##### Data to use

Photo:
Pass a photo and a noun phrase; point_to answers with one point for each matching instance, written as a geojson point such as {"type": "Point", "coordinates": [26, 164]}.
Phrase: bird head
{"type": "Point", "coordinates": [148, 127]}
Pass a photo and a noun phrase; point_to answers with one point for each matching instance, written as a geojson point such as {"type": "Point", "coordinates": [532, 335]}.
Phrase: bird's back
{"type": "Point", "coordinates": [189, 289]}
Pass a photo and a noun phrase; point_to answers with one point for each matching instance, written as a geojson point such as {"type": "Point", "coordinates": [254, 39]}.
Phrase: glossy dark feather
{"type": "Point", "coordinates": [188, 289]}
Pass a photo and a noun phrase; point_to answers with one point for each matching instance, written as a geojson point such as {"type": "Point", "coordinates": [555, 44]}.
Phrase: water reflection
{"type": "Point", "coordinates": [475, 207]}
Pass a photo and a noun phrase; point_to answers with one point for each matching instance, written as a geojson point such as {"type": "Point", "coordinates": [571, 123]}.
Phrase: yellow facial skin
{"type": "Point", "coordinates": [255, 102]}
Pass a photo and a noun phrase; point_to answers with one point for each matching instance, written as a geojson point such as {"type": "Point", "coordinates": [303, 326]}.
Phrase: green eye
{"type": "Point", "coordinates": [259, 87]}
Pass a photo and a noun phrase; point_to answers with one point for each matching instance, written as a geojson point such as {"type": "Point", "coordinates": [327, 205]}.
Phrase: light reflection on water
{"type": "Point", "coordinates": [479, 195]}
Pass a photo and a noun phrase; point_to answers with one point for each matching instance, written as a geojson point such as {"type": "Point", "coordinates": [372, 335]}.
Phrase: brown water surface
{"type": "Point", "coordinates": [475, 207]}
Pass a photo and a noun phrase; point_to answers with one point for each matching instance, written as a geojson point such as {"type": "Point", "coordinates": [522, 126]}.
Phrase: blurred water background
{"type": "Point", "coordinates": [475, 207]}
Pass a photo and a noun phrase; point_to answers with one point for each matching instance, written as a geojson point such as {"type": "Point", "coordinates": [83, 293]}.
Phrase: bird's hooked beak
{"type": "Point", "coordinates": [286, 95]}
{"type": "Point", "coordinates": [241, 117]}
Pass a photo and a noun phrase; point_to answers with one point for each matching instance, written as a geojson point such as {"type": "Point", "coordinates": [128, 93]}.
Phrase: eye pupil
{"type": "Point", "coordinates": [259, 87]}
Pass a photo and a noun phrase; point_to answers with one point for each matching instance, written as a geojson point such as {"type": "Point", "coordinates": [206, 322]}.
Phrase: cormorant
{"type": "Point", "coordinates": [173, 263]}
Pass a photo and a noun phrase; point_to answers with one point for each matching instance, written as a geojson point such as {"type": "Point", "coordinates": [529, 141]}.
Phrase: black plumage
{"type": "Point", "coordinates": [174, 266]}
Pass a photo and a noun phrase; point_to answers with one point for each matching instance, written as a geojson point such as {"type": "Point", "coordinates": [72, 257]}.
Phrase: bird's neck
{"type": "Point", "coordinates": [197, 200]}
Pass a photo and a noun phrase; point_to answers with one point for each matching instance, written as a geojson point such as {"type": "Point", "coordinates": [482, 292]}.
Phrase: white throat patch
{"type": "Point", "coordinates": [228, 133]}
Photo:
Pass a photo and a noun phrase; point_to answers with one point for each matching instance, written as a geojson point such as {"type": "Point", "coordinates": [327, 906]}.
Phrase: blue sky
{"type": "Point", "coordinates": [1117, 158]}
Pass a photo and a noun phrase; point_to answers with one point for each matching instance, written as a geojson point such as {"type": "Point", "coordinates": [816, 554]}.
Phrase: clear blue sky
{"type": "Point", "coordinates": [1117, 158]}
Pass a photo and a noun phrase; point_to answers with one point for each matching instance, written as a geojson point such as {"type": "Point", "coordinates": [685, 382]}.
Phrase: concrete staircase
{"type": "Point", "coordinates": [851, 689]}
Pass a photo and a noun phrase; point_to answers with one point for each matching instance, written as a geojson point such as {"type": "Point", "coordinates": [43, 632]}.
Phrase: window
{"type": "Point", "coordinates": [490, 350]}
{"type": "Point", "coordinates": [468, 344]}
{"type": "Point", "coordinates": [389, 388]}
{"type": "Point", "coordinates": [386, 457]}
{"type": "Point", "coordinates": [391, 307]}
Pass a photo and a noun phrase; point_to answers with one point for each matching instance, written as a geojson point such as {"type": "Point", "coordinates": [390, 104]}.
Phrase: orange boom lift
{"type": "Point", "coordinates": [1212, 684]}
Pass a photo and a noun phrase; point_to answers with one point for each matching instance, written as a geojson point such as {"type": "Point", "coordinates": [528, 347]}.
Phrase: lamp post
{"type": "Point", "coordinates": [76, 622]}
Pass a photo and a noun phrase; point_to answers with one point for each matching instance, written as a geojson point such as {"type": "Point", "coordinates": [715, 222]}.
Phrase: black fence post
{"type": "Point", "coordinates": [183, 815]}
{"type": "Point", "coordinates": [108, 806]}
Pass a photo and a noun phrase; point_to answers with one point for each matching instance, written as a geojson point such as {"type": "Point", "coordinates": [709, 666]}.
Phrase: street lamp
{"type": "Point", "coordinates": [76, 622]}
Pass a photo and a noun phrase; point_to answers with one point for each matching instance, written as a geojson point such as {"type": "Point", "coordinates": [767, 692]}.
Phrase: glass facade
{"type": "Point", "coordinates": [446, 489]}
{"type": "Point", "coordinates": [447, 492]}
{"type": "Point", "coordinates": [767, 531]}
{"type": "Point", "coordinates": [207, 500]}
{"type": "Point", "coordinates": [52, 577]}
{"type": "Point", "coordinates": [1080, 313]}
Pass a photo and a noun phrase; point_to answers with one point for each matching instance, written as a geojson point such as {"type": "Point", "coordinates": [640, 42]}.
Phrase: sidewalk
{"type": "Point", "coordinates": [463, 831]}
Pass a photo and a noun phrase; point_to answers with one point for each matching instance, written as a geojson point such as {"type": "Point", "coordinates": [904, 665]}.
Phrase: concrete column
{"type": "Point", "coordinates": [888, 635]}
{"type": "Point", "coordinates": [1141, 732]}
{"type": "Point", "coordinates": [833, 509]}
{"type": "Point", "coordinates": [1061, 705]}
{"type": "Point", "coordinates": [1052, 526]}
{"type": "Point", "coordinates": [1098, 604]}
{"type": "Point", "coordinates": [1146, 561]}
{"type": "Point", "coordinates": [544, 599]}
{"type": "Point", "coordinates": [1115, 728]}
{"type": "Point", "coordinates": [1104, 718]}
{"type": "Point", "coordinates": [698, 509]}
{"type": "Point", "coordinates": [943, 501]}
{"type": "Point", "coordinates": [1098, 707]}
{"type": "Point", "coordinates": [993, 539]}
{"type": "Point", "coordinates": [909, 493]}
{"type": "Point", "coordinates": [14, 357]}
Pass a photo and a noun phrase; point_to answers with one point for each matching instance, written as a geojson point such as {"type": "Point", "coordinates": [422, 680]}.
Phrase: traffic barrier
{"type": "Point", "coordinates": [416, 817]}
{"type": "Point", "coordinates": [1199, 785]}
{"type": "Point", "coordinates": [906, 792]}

##########

__Task instructions__: Every record needs to be reproduced exactly, with none skipped.

__Task result__:
Photo:
Pass a photo and a noun phrase; point_to answers with one point for each matching instance, written as a geojson point such as {"type": "Point", "coordinates": [26, 164]}.
Phrase: bird head
{"type": "Point", "coordinates": [148, 127]}
Pass a photo and a noun phrase; point_to answers with one point for each matching instance, written as a geojson point such as {"type": "Point", "coordinates": [532, 335]}.
Phrase: bird's back
{"type": "Point", "coordinates": [189, 289]}
Pass a photo and a noun phrase; point_to answers with one point for each matching instance, written as a geojson point such as {"type": "Point", "coordinates": [254, 39]}.
Phrase: glossy dark feather
{"type": "Point", "coordinates": [188, 289]}
Pass a photo and a noun phrase; point_to answers with one point for each matching instance, written as a geojson point such as {"type": "Point", "coordinates": [555, 44]}.
Phrase: water reflection
{"type": "Point", "coordinates": [475, 207]}
Pass a photo and a noun phrase; point_to answers with one point for each matching instance, written as a geojson point such as {"type": "Point", "coordinates": [571, 123]}.
Phrase: yellow facial skin
{"type": "Point", "coordinates": [255, 102]}
Pass a photo and a noun phrase; point_to answers with one point for each matching instance, written as a geojson point such as {"type": "Point", "coordinates": [303, 326]}.
Phrase: green eye
{"type": "Point", "coordinates": [259, 87]}
Pass a photo and a noun phrase; point_to answers with one point for each matching instance, written as a geojson point such as {"type": "Point", "coordinates": [327, 205]}.
Phrase: light reflection on water
{"type": "Point", "coordinates": [479, 195]}
Pass a photo and a noun phrase; point_to answers with one point for each matching instance, written as a geojson point such as {"type": "Point", "coordinates": [372, 335]}.
Phrase: brown water surface
{"type": "Point", "coordinates": [475, 207]}
Pass a photo and a noun phrase; point_to answers with one point for each matching instance, written as a geojson point such as {"type": "Point", "coordinates": [522, 126]}.
Phrase: blurred water background
{"type": "Point", "coordinates": [475, 207]}
Pass a photo and a noun phrase; point_to answers with one point for each matching instance, written as a geojson point such as {"type": "Point", "coordinates": [83, 293]}.
Phrase: bird's hooked beak
{"type": "Point", "coordinates": [286, 95]}
{"type": "Point", "coordinates": [241, 117]}
Pass a photo and a noun phrase; point_to answers with one point for each matching instance, written as a geojson point such as {"type": "Point", "coordinates": [128, 93]}.
Phrase: eye pupil
{"type": "Point", "coordinates": [259, 87]}
Pass a photo and a noun phrase; point_to answers with one point for each matching instance, written as a geojson point such as {"type": "Point", "coordinates": [206, 322]}.
Phrase: cormorant
{"type": "Point", "coordinates": [173, 263]}
Pass a photo and a noun phrase; point_to answers with one point for each matching instance, written as a geojson point such as {"type": "Point", "coordinates": [529, 141]}.
Phrase: black plumage
{"type": "Point", "coordinates": [174, 266]}
Pass a photo and a noun phrase; point_to answers with one point for each matching instance, written as a geojson point such as {"type": "Point", "coordinates": [72, 257]}.
Phrase: bird's neck
{"type": "Point", "coordinates": [197, 200]}
Pass a photo and a noun phrase; point_to answers with one point for each matching instance, written as a geojson point such as {"type": "Point", "coordinates": [482, 292]}.
Phrase: white throat patch
{"type": "Point", "coordinates": [228, 133]}
Photo:
Pass a photo and a noun phrase; point_to answers with one point for each matching instance, written as a geojson point such as {"type": "Point", "coordinates": [327, 906]}.
Phrase: blue sky
{"type": "Point", "coordinates": [1117, 158]}
Pass a photo and a noun phrase; point_to answers with one point for each matching instance, written as a geojson point such as {"type": "Point", "coordinates": [816, 554]}.
Phrase: clear blue sky
{"type": "Point", "coordinates": [1117, 158]}
Pass a photo and a noun phrase; point_to answers with one point for each matching instance, written as a geojson point such as {"type": "Point", "coordinates": [685, 382]}.
Phrase: concrete staircase
{"type": "Point", "coordinates": [851, 689]}
Pass a photo and a noun phrase; point_to answers with one point for each matching instance, written as a geojson point such as {"type": "Point", "coordinates": [43, 632]}.
Phrase: window
{"type": "Point", "coordinates": [490, 350]}
{"type": "Point", "coordinates": [468, 344]}
{"type": "Point", "coordinates": [389, 388]}
{"type": "Point", "coordinates": [386, 457]}
{"type": "Point", "coordinates": [391, 307]}
Pass a photo and a noun phrase; point_to answers with one point for each matching instance, written as a geojson point such as {"type": "Point", "coordinates": [390, 104]}.
Phrase: orange boom lift
{"type": "Point", "coordinates": [1212, 684]}
Pass a photo and a noun phrase; point_to answers with one point for each matching instance, written as a geojson point such as {"type": "Point", "coordinates": [528, 347]}.
Phrase: lamp post
{"type": "Point", "coordinates": [76, 622]}
Pass a photo and a noun phrase; point_to answers with one point for each matching instance, written as a geojson point such as {"type": "Point", "coordinates": [715, 222]}.
Phrase: black fence post
{"type": "Point", "coordinates": [183, 815]}
{"type": "Point", "coordinates": [108, 806]}
Pass a photo and a noun phrase; point_to answers with one point for each matching instance, written as a geojson point such as {"type": "Point", "coordinates": [709, 666]}.
Phrase: street lamp
{"type": "Point", "coordinates": [76, 622]}
Pass a photo and a noun phrase; point_to answers with one point for each matching instance, written as a geojson point such as {"type": "Point", "coordinates": [767, 692]}.
Phrase: glass facade
{"type": "Point", "coordinates": [446, 489]}
{"type": "Point", "coordinates": [447, 492]}
{"type": "Point", "coordinates": [767, 531]}
{"type": "Point", "coordinates": [207, 500]}
{"type": "Point", "coordinates": [52, 577]}
{"type": "Point", "coordinates": [1080, 313]}
Pass a photo and a noun phrase; point_to answers with one point for each matching instance, written as a geojson point such as {"type": "Point", "coordinates": [640, 42]}.
Phrase: sidewalk
{"type": "Point", "coordinates": [463, 831]}
Pass a photo and a noun phrase; point_to answers with one point for each matching instance, written as a geojson point such as {"type": "Point", "coordinates": [904, 665]}.
Phrase: concrete column
{"type": "Point", "coordinates": [888, 635]}
{"type": "Point", "coordinates": [1141, 732]}
{"type": "Point", "coordinates": [833, 509]}
{"type": "Point", "coordinates": [1061, 705]}
{"type": "Point", "coordinates": [1052, 526]}
{"type": "Point", "coordinates": [1098, 604]}
{"type": "Point", "coordinates": [1146, 561]}
{"type": "Point", "coordinates": [544, 599]}
{"type": "Point", "coordinates": [1115, 728]}
{"type": "Point", "coordinates": [1104, 718]}
{"type": "Point", "coordinates": [698, 509]}
{"type": "Point", "coordinates": [943, 501]}
{"type": "Point", "coordinates": [1098, 707]}
{"type": "Point", "coordinates": [993, 539]}
{"type": "Point", "coordinates": [909, 493]}
{"type": "Point", "coordinates": [14, 357]}
Pass a photo and a noun phrase; point_to answers with one point for each matching instance, written as a geojson point such as {"type": "Point", "coordinates": [422, 680]}.
Phrase: traffic barrier
{"type": "Point", "coordinates": [416, 817]}
{"type": "Point", "coordinates": [1199, 785]}
{"type": "Point", "coordinates": [906, 792]}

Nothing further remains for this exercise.